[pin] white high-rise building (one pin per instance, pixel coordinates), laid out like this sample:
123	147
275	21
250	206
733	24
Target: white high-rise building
▬▬▬▬▬▬▬▬▬▬
#### Short exercise
Reproduce every line of the entries above verbatim, keeping each character, space, and line break as given.

#### Written answer
[pin] white high-rise building (one pin per instance, pixel coordinates), laid out like this sample:
123	147
275	21
250	206
733	24
Target: white high-rise building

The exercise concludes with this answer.